[EXERCISE] From the data underneath, reproduce exactly the stretch that begins at the line with "Target = calm sea" and ends after the line with "Target = forested hill".

------------------------

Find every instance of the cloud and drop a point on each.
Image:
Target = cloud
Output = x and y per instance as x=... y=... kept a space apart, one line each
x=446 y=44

------------------------

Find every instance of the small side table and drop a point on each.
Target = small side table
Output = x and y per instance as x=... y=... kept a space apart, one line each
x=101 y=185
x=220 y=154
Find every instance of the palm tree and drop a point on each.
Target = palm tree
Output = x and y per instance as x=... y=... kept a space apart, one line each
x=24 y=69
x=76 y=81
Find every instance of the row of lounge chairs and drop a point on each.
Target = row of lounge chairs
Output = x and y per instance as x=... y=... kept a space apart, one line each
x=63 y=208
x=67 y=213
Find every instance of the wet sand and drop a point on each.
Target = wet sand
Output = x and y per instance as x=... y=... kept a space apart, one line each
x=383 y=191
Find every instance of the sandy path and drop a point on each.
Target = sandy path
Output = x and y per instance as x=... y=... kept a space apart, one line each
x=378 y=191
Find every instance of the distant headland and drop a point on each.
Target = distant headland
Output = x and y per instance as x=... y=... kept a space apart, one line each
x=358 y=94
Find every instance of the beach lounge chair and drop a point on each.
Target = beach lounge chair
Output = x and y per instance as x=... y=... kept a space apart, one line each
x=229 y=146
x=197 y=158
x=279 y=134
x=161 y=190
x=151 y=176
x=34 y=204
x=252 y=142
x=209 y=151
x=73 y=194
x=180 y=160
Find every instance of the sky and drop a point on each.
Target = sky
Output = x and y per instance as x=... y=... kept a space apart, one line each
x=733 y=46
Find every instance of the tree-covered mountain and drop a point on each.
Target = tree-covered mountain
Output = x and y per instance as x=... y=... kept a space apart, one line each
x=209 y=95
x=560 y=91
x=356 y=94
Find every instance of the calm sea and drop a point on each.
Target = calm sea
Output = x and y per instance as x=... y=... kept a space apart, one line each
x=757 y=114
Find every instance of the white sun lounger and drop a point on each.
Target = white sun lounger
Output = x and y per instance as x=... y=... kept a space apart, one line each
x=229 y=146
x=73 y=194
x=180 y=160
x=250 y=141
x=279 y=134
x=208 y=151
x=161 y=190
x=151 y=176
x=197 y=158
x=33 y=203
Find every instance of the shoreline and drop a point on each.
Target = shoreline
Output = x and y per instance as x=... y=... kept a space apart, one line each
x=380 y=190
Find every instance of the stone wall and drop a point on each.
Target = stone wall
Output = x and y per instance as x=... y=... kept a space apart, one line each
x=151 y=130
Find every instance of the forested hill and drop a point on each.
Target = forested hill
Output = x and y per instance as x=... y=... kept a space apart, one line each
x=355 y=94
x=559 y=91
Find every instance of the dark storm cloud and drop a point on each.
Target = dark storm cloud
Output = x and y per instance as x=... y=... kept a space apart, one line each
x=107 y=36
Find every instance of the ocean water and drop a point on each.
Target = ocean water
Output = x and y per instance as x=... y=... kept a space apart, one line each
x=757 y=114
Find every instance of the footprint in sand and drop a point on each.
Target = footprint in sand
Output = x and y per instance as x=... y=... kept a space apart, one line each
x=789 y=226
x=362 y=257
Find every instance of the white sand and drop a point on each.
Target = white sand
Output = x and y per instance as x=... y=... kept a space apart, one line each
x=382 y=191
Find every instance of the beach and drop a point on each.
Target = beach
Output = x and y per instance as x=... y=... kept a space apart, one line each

------------------------

[REPLY TO THE EXERCISE]
Target = calm sea
Output = x and y per instance as x=... y=... kept a space apart, one line each
x=757 y=114
Find every instance of the white sun lounger and drop a point on each.
Target = white sun lounger
Output = x and y per instance as x=... y=... kept a space apart, one line each
x=229 y=146
x=73 y=194
x=180 y=160
x=250 y=141
x=279 y=134
x=208 y=151
x=161 y=190
x=151 y=176
x=197 y=158
x=33 y=203
Find every instance of the shoreline and drop a point on each.
Target = shoreline
Output = x and y per instance as x=... y=... kept a space apart, one line each
x=380 y=190
Find every instance of the stone wall and drop a point on each.
Target = stone wall
Output = x and y per instance as x=... y=... kept a space apart, one line each
x=151 y=130
Find every instance of the forested hill and drop a point on each.
Target = forested hill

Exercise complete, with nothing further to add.